Required tasks -
- a) In the passage on Southern Baptist opposition to women in combat, what God-given responsibility does the Baptist Faith and Message 2000 assign to the husband?
- b) From the passage on Southern Baptist opposition to women in combat, reproduce the wording word for word, starting with "Finally, the resolution" and going on through "defining male/female relationships.".
- c) Carry on the passage about Southern Baptist opposition to women in combat from the point where it stops.

Finally, the resolution also expressed solemn disapproval of proposals to equip women for combat around five key concerns:

  • Willful rejection of a gender-based role distinction that limits combat military service to males is a foolish social experiment that: (1) threatens good military order and discipline by unnecessarily escalating sexual tensions among combat warriors, (2) weakens unit cohesion, (3) exposes female warriors taken as POWs to the special trauma of rape and sexual abuse, (4) places a major new strain on marital fidelity, and (5) risks the nation’s military security by scrambling the moral framework defining male/female relationships.

The above information indicates that Southern Baptist opposition to women in combat is grounded in the convention’s confession, the Baptist Faith and Message 2000 (BFM), whose biblical vision for male and female complementarity places man in the role of provider and protector—roles grounded in nature, not convention. The BFM states that:

The husband and wife are of equal worth before God, since both are created in God’s image. The marriage relationship models the way God relates to His people. A husband is to love his wife as Christ loved the church. He has the God-given responsibility to provide for, to protect, and to lead his family. A wife is to submit herself graciously to the servant leadership of her husband even as the church willingly submits to the headship of Christ. She, being in the image of God as is her husband and thus equal to him, has the God-given responsibility to respect her husband and to serve as his helper in managing the household and nurturing the next generation.[11]

Under the pretenses of patriotism and equality, Americans are being confronted with a moral dilemma. As the American people now contend with the morality of forcing women to register for Selective Service—the draft—a larger question looms over the discussion. Will American society forever dismiss the distinction between male and female?

Data block -

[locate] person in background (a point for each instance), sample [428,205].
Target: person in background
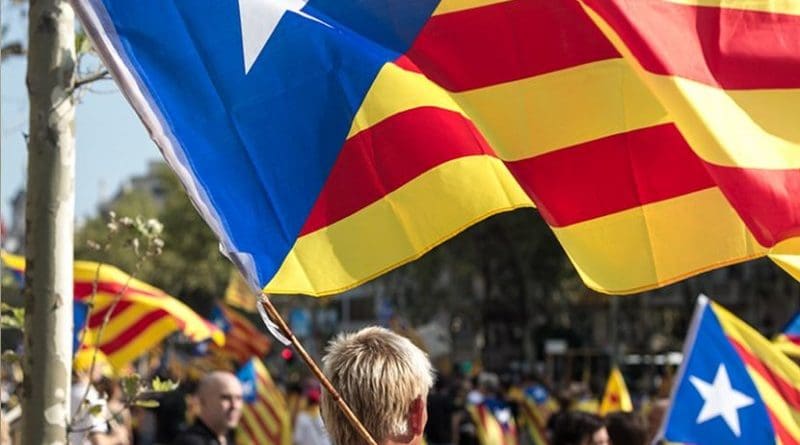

Answers per task -
- a) He is to provide for, to protect, and to lead his family.

- b)
Finally, the resolution also expressed solemn disapproval of proposals to equip women for combat around five key concerns:

  • Willful rejection of a gender-based role distinction that limits combat military service to males is a foolish social experiment that: (1) threatens good military order and discipline by unnecessarily escalating sexual tensions among combat warriors, (2) weakens unit cohesion, (3) exposes female warriors taken as POWs to the special trauma of rape and sexual abuse, (4) places a major new strain on marital fidelity, and (5) risks the nation’s military security by scrambling the moral framework defining male/female relationships.

- c)
There is no valor in requiring a woman to be subjected to the brutalities of a wartime foxhole where unimaginable horrors are played out in real life. For the same reason, there is no need to forcibly compel women into military service or make them combatants. Should the day arrive when the U.S. military was dependent upon female combatants to win a war, the United States would have already lost its most important battles. A nation relying on female combatants has been brought to its knees by political correctness and has lost all trappings of male and female differentiation. It is a nation denying creation and reality in favor of anti-creation and anti-reality.

The logic and consequence of drafting women leads down a path that should cause our consciences to shudder. Think of the moral equivalency of such arguments that would make it the duty of wives to respond to midnight intruders, rather than husbands. That is exactly what those in favor of drafting women are asking us to accept. And it isn’t just a military proposal; it’s about a dangerous and ever-evolving worldview built on the absolutizing ideology of egalitarianism.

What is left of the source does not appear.